## Teks Sumber
—————
Oleh Taufiq MR (Redaktur Exposè – Mizan)
“Cita-citanya adalah memberikan pencerahan dan cakrawala pengetahuan kepada dunia melalui tulisan. Saya kadang sering cemburu kepada buku-bukunya. Pernah suatu kali, saat kami sedang tidak punya uang sama sekali, dia malah bersikap konyol dengan cara membeli buku hanya untuk membuat tulisan. Saat itu saya begitu marah kepadanya dan berkata, ‘Memangnya saya makan dengan buku?’”
Kenangan tak terlupakan itu masih membayangi benak Anna Yuniarti, istri almarhum A.E. Priyono. Mungkin pembaca milenial saat ini tidak terlalu mengenal A.E. Priyono. Dunia perbukuan Indonesia, terutama di era 1980 hingga 1990-an, diwarnai oleh buku-buku hasil terjemahan dan suntingan A.E. Priyono. Terutama buku-buku berkualitas bertema keislaman, demokrasi, dan HAM. Buku-buku besutannya kala itu begitu menginspirasi, terlebih bagi kalangan pergerakan mahasiswa yang sedang berjuang melawan rezim Orde Baru. Tak hanya di kurun itu, kita masih bisa menemukan buku-bukunya yang lain, salah satunya buku setebal 899 halaman, Merancang Arah Baru Demokrasi: Indonesia Pasca-Reformasi (2014)
Tribute bagi A.E. Priyono
Kehadiran buku Dwilogi A.E. Priyono, yang berjudul Menolak Matinya Intelektualisme dan Pergulatan Intelektual Membela Demokrasi, yang merupakan kesaksian dari keluarga, sahabat, dan kolega ini, membuktikan betapa besar dan luasnya peran Mas A.E. (panggilan akrabnya) dalam membentuk dan menghiasi cakrawala pemikiran di Tanah Air. Mereka yang mengagumi sosok A.E. jika disimpulkan dalam sebentuk kata, tak pelak mengerucut pada tiga kata kunci: bersahaja, idealis, dan intelektualisme. Tidak ada kegemerlapan di sana, tidak ada sesuatu yang istimewa bermakna harta. Jika pun dipaksa ada, lagi-lagi sang istri hanya bisa berkata, “buku adalah hartanya.”
—————
## Materi yang Diberikan

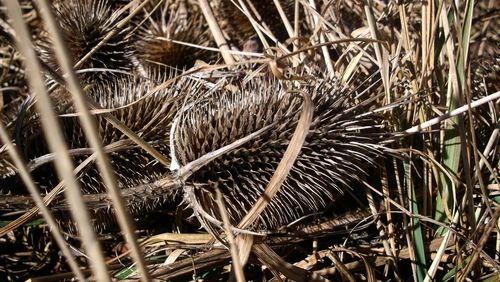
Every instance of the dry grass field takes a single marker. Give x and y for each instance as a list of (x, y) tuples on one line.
[(249, 140)]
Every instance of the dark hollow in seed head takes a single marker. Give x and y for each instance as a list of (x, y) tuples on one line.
[(179, 21), (149, 114), (341, 145), (84, 23)]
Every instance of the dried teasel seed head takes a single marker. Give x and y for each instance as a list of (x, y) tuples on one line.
[(343, 142), (84, 23), (180, 21)]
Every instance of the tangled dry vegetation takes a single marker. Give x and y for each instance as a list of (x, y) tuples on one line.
[(249, 140)]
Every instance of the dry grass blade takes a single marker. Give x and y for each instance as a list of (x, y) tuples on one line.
[(453, 113), (90, 129), (285, 165), (233, 247), (266, 254), (56, 142), (41, 205), (216, 32)]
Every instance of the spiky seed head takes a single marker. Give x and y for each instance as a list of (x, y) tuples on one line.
[(341, 145), (182, 22), (84, 23)]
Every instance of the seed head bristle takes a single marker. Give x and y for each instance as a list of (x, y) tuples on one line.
[(84, 23), (181, 22), (339, 148)]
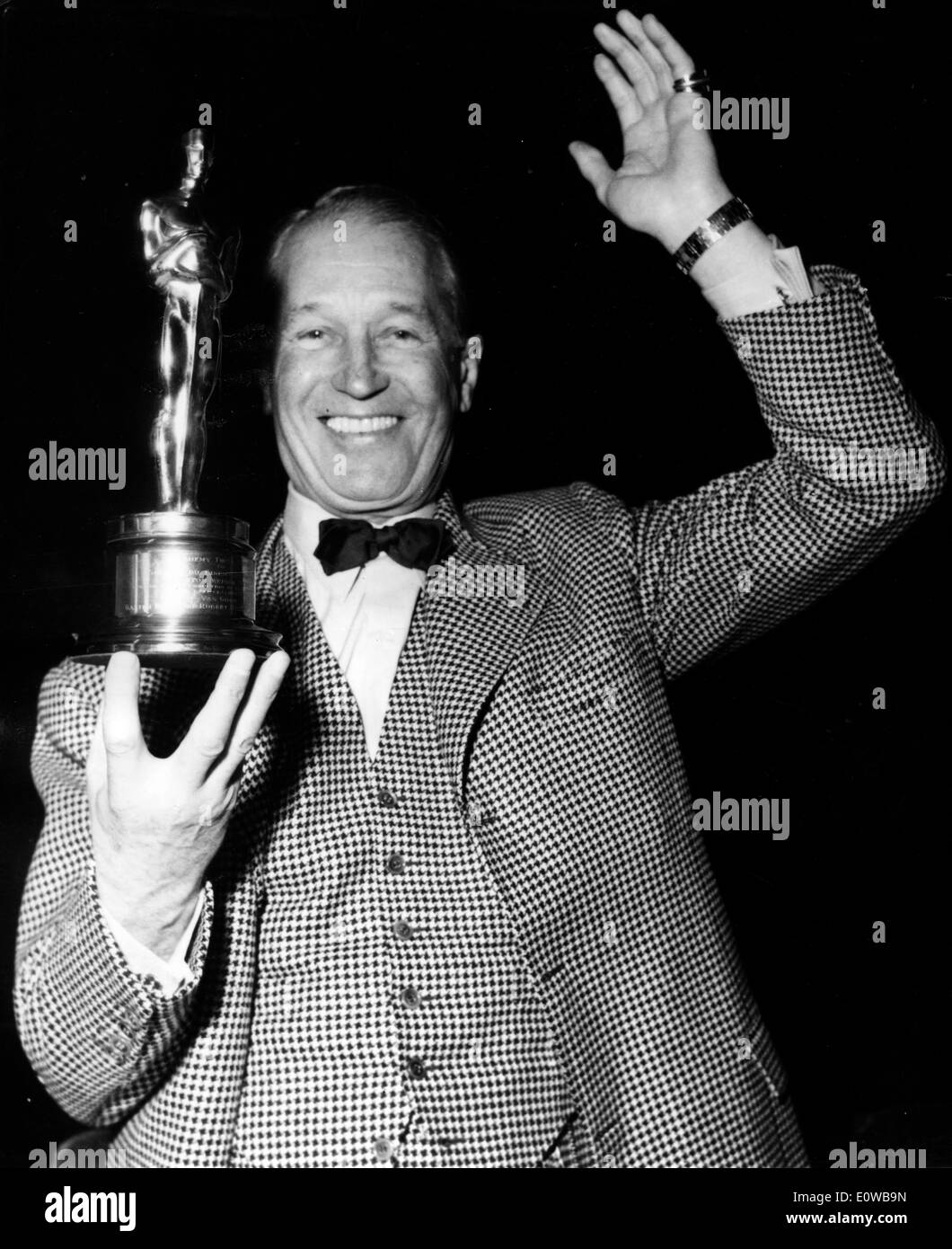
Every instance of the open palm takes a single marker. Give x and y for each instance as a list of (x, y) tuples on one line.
[(667, 182)]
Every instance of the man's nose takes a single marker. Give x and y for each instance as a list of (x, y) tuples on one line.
[(359, 374)]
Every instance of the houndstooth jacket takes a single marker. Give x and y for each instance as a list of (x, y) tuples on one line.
[(557, 707)]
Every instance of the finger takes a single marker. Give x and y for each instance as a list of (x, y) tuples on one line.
[(670, 49), (251, 717), (96, 758), (207, 739), (619, 92), (121, 730), (637, 69), (593, 166), (635, 31)]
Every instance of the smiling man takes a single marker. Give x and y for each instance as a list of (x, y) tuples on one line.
[(436, 899)]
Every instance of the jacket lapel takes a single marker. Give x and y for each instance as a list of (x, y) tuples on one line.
[(471, 642)]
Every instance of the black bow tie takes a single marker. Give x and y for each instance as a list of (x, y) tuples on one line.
[(348, 544)]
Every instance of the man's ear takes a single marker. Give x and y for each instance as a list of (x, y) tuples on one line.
[(470, 370)]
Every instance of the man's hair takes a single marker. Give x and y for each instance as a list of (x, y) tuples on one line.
[(384, 205)]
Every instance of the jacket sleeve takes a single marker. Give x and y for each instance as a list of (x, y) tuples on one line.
[(729, 561), (100, 1037)]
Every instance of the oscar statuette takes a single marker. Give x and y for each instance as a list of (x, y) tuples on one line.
[(181, 582)]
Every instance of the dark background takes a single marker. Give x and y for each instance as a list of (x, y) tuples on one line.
[(590, 348)]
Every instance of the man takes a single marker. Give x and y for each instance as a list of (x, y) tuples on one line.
[(436, 899)]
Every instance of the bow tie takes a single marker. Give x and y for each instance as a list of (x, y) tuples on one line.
[(348, 544)]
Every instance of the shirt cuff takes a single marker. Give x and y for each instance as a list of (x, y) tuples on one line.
[(763, 280), (172, 974)]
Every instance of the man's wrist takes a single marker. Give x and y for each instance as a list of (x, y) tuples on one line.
[(682, 224), (154, 918)]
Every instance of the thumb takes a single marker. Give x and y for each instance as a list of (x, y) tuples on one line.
[(593, 166)]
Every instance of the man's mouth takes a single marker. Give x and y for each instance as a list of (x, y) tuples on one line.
[(359, 423)]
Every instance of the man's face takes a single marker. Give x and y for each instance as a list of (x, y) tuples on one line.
[(365, 387)]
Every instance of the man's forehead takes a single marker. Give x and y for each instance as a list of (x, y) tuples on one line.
[(382, 261)]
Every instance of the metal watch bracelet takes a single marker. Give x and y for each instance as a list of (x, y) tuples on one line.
[(708, 233)]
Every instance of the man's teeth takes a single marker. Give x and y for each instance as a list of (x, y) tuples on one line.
[(361, 423)]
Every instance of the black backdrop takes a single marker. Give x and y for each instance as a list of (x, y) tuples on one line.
[(592, 349)]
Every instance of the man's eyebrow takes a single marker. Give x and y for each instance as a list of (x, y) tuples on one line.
[(419, 310), (304, 307)]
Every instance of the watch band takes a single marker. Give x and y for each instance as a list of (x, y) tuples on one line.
[(708, 233)]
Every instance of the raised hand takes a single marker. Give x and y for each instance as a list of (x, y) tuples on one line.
[(667, 182), (157, 823)]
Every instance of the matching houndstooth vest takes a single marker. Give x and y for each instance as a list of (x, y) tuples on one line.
[(396, 1022)]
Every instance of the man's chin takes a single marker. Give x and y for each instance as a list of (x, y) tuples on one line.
[(361, 497)]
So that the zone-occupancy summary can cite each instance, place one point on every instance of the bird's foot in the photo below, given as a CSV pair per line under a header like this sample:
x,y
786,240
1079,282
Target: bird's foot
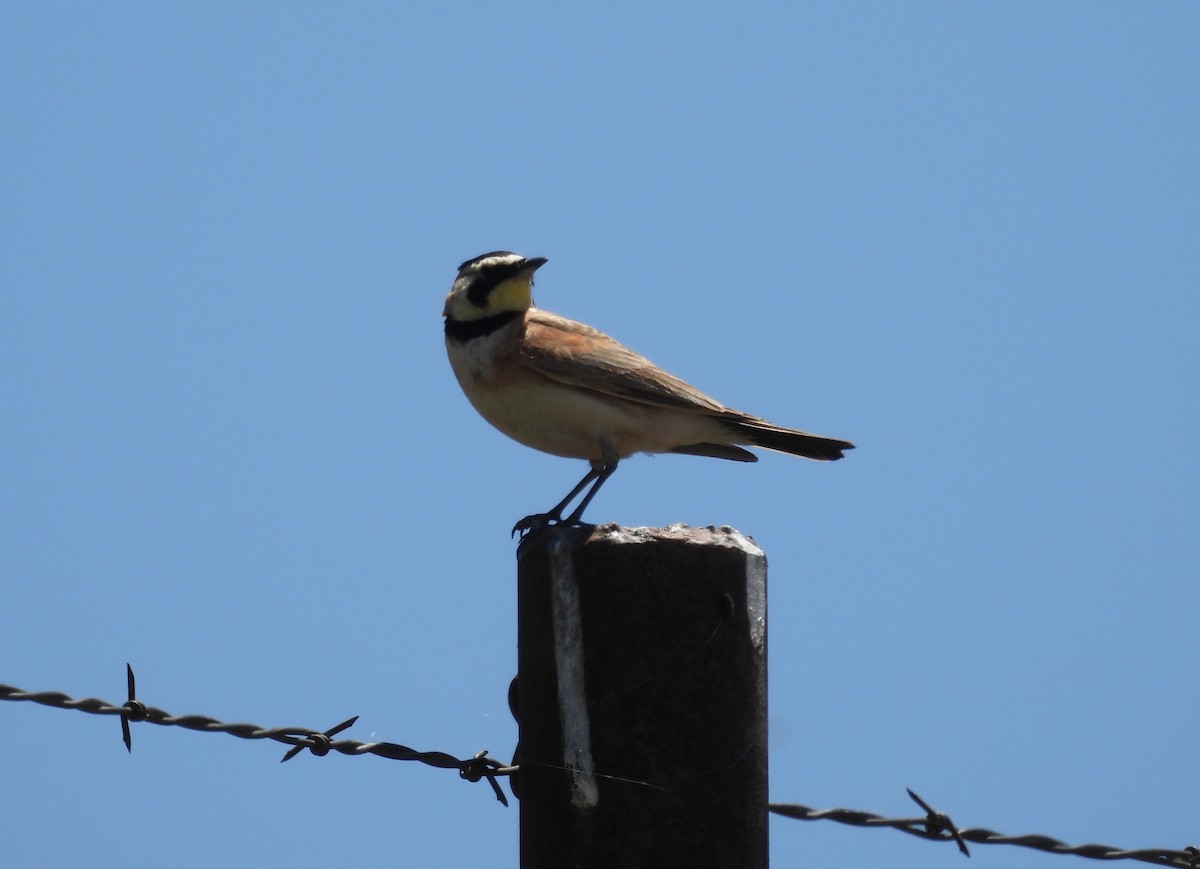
x,y
535,522
539,521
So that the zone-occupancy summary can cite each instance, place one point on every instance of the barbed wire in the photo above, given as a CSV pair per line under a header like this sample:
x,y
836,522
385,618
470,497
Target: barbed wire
x,y
934,826
937,827
321,743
—————
## Petunjuk Tugas
Daftarkan semua judul buku yang disebut dalam teks sumber tentang A.E. Priyono.

## Hasil Tugas
- Merancang Arah Baru Demokrasi: Indonesia Pasca-Reformasi
- Menolak Matinya Intelektualisme
- Pergulatan Intelektual Membela Demokrasi